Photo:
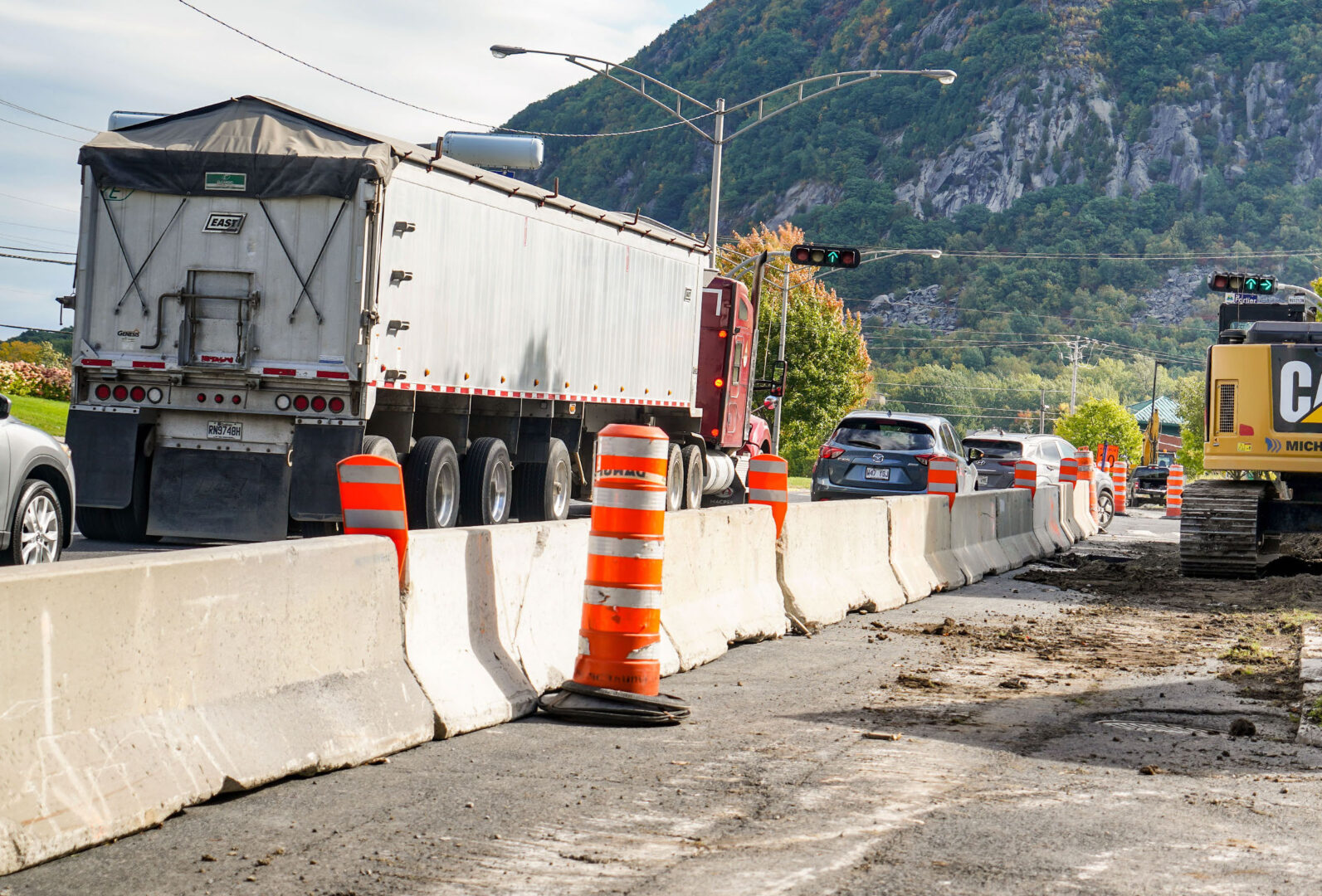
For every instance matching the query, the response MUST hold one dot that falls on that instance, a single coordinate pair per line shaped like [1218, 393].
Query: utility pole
---
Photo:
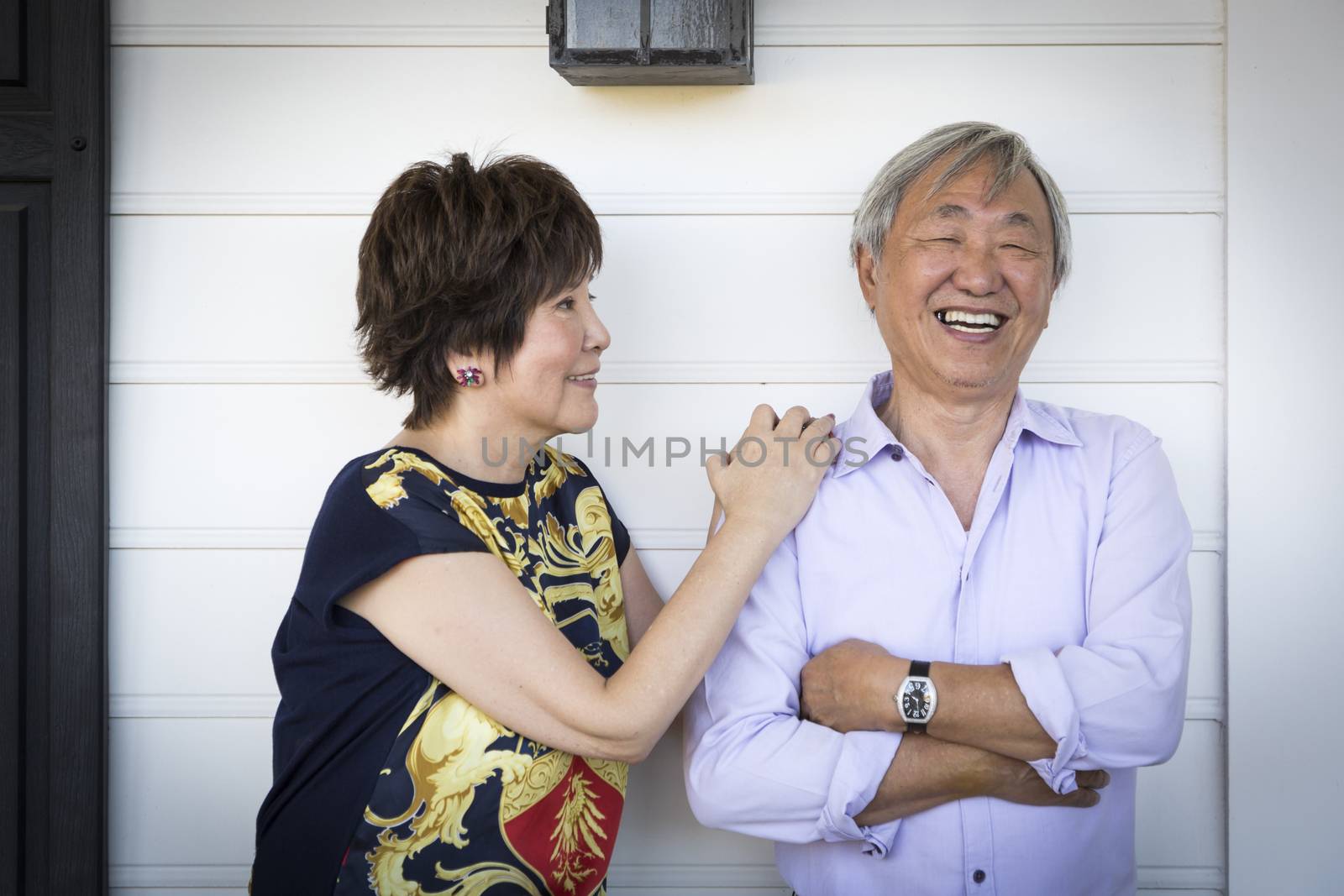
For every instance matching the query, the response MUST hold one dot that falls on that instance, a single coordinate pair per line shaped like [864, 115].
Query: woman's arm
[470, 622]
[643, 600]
---
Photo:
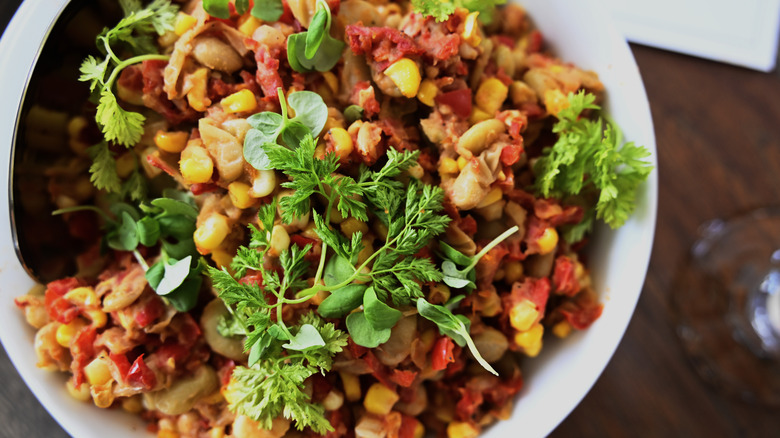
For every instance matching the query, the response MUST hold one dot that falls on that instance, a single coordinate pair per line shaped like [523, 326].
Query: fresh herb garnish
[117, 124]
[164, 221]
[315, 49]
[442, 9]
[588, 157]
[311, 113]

◆ **Exercise description**: From the entries above, extract every line where the word "response" appears.

◆ **Answer to this exercise**:
For every instance matching the query, the response MUST hold one dot that falls on that instance, a single coordinate pair per line shaped like [1218, 393].
For every instance matching the query, the response MUST hold one dot that falls on that instance, a single coordinate pair per line shaped like [864, 115].
For every instance matching the query, the response MUST hold one dot that falls on that instance, a single coordinate pair per line shaped like [523, 326].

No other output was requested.